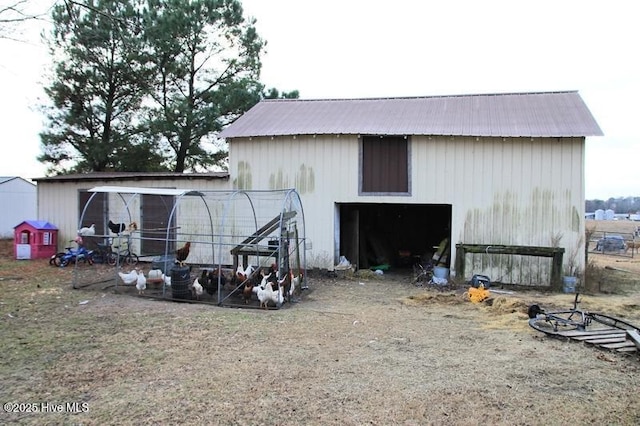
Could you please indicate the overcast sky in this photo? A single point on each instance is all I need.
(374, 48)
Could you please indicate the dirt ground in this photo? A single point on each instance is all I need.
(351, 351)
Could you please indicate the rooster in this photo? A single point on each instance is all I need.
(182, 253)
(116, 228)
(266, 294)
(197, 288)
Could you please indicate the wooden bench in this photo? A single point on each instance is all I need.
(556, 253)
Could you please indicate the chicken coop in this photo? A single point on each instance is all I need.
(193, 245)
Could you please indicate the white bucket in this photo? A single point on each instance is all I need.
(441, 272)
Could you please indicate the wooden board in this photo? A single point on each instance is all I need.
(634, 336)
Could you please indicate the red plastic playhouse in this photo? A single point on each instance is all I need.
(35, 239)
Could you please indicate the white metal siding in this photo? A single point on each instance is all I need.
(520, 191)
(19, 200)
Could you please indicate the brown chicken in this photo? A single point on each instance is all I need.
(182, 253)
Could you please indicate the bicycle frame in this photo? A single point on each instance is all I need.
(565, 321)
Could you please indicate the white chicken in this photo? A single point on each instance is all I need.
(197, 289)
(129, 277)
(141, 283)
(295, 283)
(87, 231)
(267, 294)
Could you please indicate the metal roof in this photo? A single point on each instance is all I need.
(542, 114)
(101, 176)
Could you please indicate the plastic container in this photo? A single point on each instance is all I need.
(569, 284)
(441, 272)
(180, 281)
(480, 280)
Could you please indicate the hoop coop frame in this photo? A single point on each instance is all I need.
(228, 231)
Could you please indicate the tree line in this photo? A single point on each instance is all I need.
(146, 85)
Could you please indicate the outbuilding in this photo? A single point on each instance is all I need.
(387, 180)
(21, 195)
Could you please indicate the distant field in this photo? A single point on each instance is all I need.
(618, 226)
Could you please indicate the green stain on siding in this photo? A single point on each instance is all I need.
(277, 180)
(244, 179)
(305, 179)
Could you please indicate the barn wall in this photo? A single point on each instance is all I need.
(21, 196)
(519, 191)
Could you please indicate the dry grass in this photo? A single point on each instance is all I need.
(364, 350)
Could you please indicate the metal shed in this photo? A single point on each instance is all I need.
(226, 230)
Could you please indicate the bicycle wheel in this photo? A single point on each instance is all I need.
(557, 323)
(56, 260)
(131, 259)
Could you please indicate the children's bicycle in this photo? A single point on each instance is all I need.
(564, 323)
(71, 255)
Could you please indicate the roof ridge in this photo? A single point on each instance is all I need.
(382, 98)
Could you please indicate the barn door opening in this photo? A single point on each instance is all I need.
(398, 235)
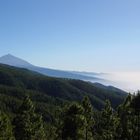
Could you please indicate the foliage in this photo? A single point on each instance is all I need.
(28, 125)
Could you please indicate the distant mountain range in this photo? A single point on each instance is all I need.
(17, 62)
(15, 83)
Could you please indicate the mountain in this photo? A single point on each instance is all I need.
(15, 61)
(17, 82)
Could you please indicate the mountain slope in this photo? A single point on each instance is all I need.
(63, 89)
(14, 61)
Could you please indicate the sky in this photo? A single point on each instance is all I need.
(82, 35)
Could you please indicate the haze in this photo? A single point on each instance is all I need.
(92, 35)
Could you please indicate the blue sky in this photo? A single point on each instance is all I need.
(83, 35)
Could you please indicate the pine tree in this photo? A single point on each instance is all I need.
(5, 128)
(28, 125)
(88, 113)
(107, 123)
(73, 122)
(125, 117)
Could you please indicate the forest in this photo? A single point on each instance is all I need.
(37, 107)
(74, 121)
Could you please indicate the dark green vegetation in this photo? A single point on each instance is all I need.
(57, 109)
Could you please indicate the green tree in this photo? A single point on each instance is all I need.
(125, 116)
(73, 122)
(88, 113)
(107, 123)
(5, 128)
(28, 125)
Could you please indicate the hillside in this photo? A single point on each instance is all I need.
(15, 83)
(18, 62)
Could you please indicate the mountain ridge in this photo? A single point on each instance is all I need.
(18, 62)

==

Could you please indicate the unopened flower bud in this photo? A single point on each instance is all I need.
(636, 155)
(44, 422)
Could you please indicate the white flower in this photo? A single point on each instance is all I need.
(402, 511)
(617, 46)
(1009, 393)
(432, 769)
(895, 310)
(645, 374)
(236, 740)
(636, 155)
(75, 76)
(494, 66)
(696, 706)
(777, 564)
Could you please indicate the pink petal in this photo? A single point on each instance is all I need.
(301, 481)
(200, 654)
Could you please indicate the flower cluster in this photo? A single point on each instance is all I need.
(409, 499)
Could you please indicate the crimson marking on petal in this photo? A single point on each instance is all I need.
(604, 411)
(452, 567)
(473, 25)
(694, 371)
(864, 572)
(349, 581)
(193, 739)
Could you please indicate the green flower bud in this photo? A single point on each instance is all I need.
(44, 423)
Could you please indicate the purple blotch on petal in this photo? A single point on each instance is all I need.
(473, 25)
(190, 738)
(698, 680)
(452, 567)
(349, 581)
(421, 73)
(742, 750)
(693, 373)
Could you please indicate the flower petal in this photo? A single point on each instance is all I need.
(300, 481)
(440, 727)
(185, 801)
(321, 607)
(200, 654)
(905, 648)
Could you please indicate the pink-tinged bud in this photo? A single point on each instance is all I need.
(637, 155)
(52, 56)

• **Job**
Please pick out each line of the material above that contains the string "wooden" and copy those lines. Treat uppercase and lowercase as different.

• **Task output**
Could you please indicate the wooden bench in this photo? A single point on each instance is all I need.
Could you please indicate the wooden board in this photo? A single point on each instance is all I need.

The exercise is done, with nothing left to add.